Please reproduce, word for word, the part of the piece on real-time COVID-19 data that opens with the words containing "Looks like three" and closes with "the United States.".

_Document excerpt:_
━━━━━━━━━━━━━━━━━━━━━━━━━━━━━━

Real-time data without context can be either too troubling or not troubling enough, leading to panic and wrong decisions.
I’ve been at my laptop, continuously refreshing, eyes glued to the screen. In the evening, after my laptop is shut, I am obsessively checking my mobile phone. I am looking for the latest COVID-19 updates, along with the Johns Hopkins University dashboard showing the march of the COVID-19 virus across the globe — with red bubbles marking outbreaks spreading like measles across a world map. I know many others who are also looking at this dashboard or similar ones as well.
Looks like three new cases just popped up in Denmark. Twenty-two more souls lost in Italy. Oops, there’s one more in Russia. As if this writing, we’re passing the 10,000-case mark in the United States.
This is global reporting data as close to real-time as you can get it, pure and simple. It’s not fun data, as it’s a scoreboard of disease and death. And we watch and get more and more scared. The estimates and percentages fly — two percent mortality rate here, eight percent there.
It’s wonderful that all this real-time data is freely available for everyone to see and share. The challenge is, these are the early stages of the pandemic with a still-relatively unknown virus, so its missing context. Real-time data without context can be either too troubling or not troubling enough, leading to panic and wrong decisions. You look at the data, and its growth in each country, and you wonder: how bad is this? How does this compare to other outbreaks? What can you deduct about the lethality of the disease? Is it affecting certain population segments? Fascinating grist for data scientists and analysts, the stuff of anxiety for non-analytic viewers.

━━━━━━━━━━━━━━━━━━━━━━━━━━━━━━

_Extracted entries:_
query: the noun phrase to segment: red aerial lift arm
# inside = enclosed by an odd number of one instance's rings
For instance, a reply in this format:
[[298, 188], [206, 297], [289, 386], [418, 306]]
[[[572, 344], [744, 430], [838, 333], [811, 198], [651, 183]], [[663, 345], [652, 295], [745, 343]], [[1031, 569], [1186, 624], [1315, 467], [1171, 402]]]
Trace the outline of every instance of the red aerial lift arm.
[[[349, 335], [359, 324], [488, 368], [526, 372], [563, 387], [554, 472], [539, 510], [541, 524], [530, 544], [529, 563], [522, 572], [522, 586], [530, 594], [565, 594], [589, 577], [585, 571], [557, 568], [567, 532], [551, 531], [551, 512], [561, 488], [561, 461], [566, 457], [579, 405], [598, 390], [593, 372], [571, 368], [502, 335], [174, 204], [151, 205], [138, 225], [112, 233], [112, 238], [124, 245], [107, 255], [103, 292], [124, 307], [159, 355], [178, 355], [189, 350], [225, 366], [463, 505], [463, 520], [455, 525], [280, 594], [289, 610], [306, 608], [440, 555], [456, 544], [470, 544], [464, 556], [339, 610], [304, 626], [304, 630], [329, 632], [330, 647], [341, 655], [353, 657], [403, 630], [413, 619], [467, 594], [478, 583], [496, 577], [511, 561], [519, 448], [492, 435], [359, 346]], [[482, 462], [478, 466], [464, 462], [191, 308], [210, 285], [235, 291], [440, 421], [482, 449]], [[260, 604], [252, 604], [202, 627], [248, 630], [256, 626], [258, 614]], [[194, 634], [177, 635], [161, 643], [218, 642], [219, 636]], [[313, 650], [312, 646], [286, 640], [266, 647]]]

━━━━━━━━━━━━━━━━━━━━━━━━━━━━━━

_Answer to the exercise:_
Looks like three new cases just popped up in Denmark. Twenty-two more souls lost in Italy. Oops, there’s one more in Russia. As if this writing, we’re passing the 10,000-case mark in the United States.